- INSTRUCTIONS FOR THE TASK: Render each line of the rows below as a Markdown table with the columns "Line No." and "Text", numbering the lines in order and skipping any blank lines. Leave the pictures out of the table.

>> start INPUT ROWS

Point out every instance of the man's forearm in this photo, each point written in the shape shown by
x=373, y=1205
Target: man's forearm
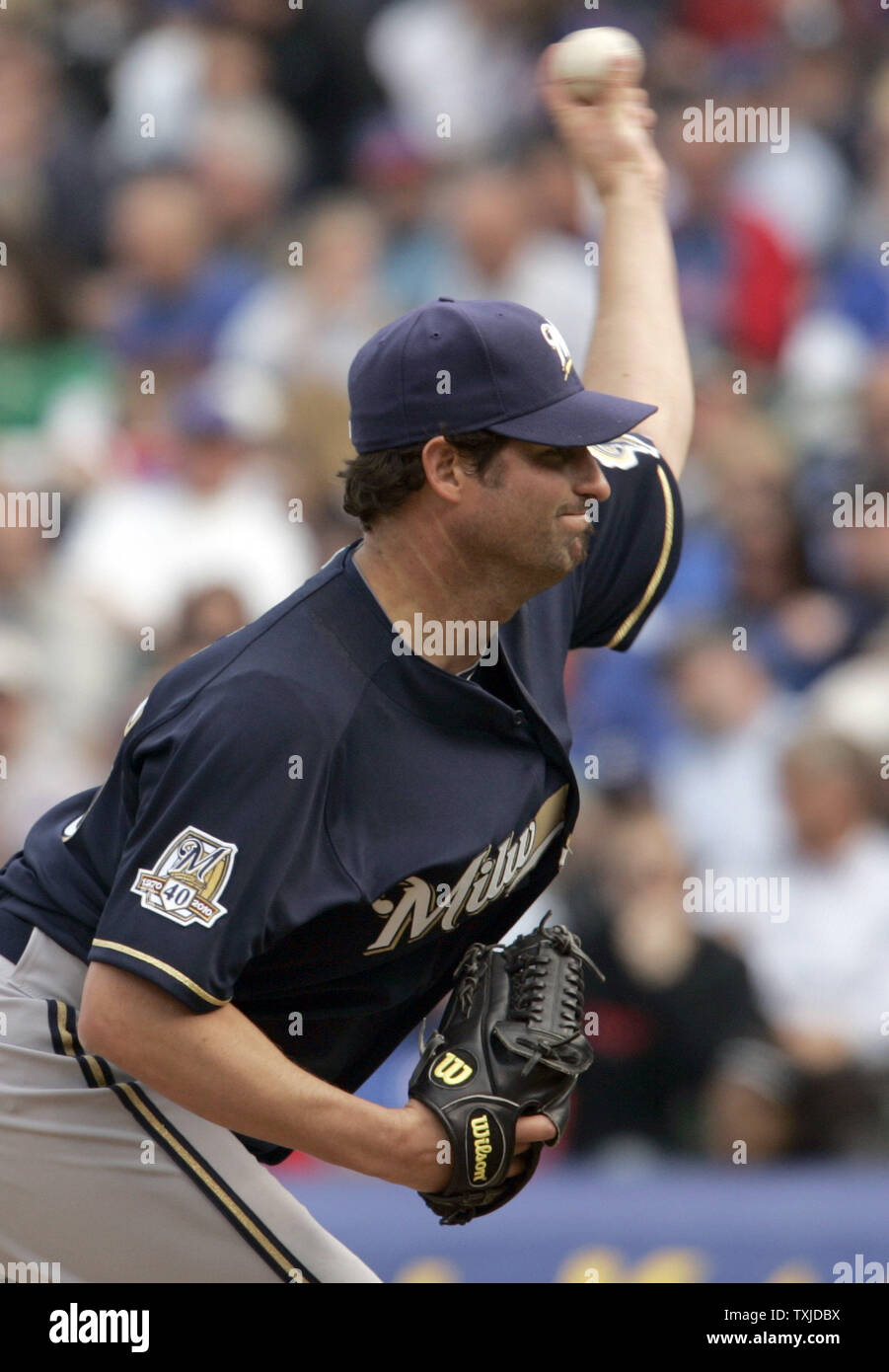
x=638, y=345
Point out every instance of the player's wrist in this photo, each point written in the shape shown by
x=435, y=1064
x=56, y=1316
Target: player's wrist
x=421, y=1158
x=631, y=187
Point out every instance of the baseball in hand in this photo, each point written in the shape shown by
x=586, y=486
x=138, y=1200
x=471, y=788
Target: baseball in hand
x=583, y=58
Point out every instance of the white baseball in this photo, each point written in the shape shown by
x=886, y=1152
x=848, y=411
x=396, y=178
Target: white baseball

>> end INPUT ROWS

- SOLUTION TO THE PROBLEM:
| Line No. | Text |
|---|---|
| 1 | Point out every instance of the man's forearm in this photo, each point written in the shape shown by |
| 2 | x=373, y=1205 |
| 3 | Target: man's forearm |
| 4 | x=638, y=345 |
| 5 | Point out every instance of the player's wrist in this photo, each point written in the shape shown by |
| 6 | x=435, y=1064 |
| 7 | x=56, y=1316 |
| 8 | Target: player's wrist |
| 9 | x=421, y=1158 |
| 10 | x=631, y=187 |
| 11 | Point out every instance of the baseball in hand in this photo, each point written in the shape shown by |
| 12 | x=586, y=486 |
| 13 | x=138, y=1200 |
| 14 | x=471, y=788 |
| 15 | Target: baseball in hand |
| 16 | x=583, y=58 |
| 17 | Point out every instance of the white baseball in this photo, each point written in the shape shown by |
| 18 | x=886, y=1152 |
| 19 | x=848, y=411 |
| 20 | x=396, y=178 |
| 21 | Target: white baseball |